- What the exercise asks
Only the lines from the one that contains "of the white" through the last line of the records should appear, each printed exactly as it is.

Stored data entries:

•••

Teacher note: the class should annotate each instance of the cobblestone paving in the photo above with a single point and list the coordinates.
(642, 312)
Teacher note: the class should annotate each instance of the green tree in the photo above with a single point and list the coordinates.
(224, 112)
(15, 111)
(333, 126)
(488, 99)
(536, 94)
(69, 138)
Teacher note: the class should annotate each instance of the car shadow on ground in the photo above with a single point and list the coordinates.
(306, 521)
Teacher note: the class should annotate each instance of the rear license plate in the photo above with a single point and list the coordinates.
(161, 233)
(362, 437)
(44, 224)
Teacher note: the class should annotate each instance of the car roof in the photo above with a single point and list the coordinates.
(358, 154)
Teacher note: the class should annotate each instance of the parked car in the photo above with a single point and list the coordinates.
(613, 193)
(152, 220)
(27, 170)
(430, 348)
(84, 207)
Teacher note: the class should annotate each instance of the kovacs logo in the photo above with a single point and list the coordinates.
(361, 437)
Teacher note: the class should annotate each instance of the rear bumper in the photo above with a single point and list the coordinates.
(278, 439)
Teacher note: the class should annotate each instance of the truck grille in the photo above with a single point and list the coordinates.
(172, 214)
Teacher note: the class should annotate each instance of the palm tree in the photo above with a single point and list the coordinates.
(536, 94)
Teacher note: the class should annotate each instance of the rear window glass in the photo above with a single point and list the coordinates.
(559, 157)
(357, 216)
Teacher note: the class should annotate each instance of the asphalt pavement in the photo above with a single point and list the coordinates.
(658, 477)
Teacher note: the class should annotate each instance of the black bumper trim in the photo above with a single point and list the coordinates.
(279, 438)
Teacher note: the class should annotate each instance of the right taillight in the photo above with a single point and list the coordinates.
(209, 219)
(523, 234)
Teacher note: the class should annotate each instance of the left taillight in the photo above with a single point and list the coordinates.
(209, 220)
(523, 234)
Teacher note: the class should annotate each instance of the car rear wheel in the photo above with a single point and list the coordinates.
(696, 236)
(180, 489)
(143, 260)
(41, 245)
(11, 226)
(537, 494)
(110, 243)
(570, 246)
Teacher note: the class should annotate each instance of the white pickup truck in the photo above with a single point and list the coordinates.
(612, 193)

•••

- Result of the exercise
Teacher note: the class should annotate each instance of the white pickup truck in the photo above with a single point and list the coordinates.
(612, 193)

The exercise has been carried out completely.